2.3. Объект познания в русской версии неокантианства

Потенциал строгой научности и, соответственно, возможность реализации некоторых идей русской версии неокантианства в неоклассической модели источниковедения заложены в концепции объекта познания. Проблема объекта гуманитарного знания в общефилософском – эпистемологическом и этическом – смысле была сформулирована А. И. Введенским, в частности в полемике с Л. М. Лопатиным по поводу принципа признания чужой одушевленности. Л. М. Лопатин указывал на общие основания, заставляющие не сводить признание чужой одушевленности исключительно к нравственному чувству:

…с одинаково непоколебимым убеждением мы признаем сознательную деятельность подобных нам существ и в тех случаях, когда дело идет об отдаленном, давно исчезнувшем прошлом и когда не может быть речи о непосредственном восприятии или каких-нибудь нравственных обязанностях[81].

Записи для разметки границ:
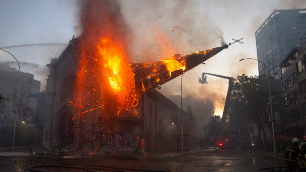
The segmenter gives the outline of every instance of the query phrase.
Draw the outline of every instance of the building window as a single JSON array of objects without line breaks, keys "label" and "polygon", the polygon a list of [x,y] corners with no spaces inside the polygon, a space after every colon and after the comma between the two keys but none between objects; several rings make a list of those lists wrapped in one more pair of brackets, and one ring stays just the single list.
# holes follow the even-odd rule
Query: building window
[{"label": "building window", "polygon": [[294,103],[294,95],[293,94],[293,92],[292,92],[289,94],[289,104],[292,104]]},{"label": "building window", "polygon": [[302,115],[306,116],[306,103],[302,104]]},{"label": "building window", "polygon": [[290,114],[291,114],[291,121],[295,121],[297,120],[297,114],[296,113],[295,110],[292,111],[290,112]]},{"label": "building window", "polygon": [[286,122],[290,121],[290,114],[289,112],[286,112]]},{"label": "building window", "polygon": [[297,109],[296,112],[297,113],[297,118],[298,119],[298,120],[300,120],[301,119],[301,109],[300,108]]},{"label": "building window", "polygon": [[290,86],[293,85],[293,80],[292,79],[292,76],[290,76],[287,79],[287,83],[288,84],[288,87],[289,88]]},{"label": "building window", "polygon": [[296,83],[298,82],[298,75],[296,72],[292,74],[292,79],[293,80],[293,83]]},{"label": "building window", "polygon": [[295,104],[300,104],[300,96],[299,96],[299,91],[296,90],[294,91],[294,100],[295,100]]},{"label": "building window", "polygon": [[279,117],[279,112],[274,112],[274,120],[275,122],[280,121],[280,117]]},{"label": "building window", "polygon": [[304,80],[300,83],[299,85],[300,95],[306,93],[306,80]]},{"label": "building window", "polygon": [[285,106],[288,106],[289,103],[289,100],[288,99],[288,96],[286,96],[286,97],[284,97],[284,105]]},{"label": "building window", "polygon": [[149,107],[149,126],[150,128],[152,128],[152,105]]},{"label": "building window", "polygon": [[302,71],[305,69],[305,67],[304,67],[304,62],[302,59],[299,60],[297,63],[297,68],[298,69],[298,72],[299,73],[300,73]]},{"label": "building window", "polygon": [[287,83],[286,83],[286,81],[284,81],[282,83],[282,86],[283,86],[283,91],[284,91],[286,89],[287,89]]}]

* Условие задания
Кто, согласно отрывку о русском неокантианстве, сформулировал проблему объекта гуманитарного знания в общефилософском смысле? Эти записи взяты из другого источника.

* Полный ответ
А. И. Введенский.